- **Stored records**
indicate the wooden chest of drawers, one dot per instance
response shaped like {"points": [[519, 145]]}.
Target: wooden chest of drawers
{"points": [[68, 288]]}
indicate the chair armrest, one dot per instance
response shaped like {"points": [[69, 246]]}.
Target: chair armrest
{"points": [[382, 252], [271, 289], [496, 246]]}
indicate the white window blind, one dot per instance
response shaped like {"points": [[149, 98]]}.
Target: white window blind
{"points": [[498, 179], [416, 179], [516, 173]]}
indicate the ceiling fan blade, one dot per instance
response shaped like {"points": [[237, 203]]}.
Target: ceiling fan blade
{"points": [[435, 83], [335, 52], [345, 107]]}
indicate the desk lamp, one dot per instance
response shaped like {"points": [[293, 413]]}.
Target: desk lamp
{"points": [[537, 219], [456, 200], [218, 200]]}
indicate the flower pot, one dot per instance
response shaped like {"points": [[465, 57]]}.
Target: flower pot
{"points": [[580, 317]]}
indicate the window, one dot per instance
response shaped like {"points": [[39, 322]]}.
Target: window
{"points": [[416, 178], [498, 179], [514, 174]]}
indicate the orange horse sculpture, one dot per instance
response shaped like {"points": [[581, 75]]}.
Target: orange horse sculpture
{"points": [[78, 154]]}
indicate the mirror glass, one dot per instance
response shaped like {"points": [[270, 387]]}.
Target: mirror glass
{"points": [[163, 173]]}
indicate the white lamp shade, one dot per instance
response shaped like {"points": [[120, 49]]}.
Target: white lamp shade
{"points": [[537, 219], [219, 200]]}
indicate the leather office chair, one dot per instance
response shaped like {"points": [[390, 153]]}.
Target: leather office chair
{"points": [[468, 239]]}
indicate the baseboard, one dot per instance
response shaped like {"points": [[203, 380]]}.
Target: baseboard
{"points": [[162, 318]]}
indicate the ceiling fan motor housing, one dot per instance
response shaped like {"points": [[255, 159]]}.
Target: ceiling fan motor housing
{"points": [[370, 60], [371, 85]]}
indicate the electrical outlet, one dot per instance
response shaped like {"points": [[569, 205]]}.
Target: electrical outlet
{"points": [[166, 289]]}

- **Short exercise**
Carry over every line from the one containing "indicate the electrical" through the end of the material, and add 24 to each coordinate in the answers.

- **Output below**
indicate the electrical outlet, one dot per instance
response shaped like {"points": [[569, 205]]}.
Target: electrical outlet
{"points": [[190, 313]]}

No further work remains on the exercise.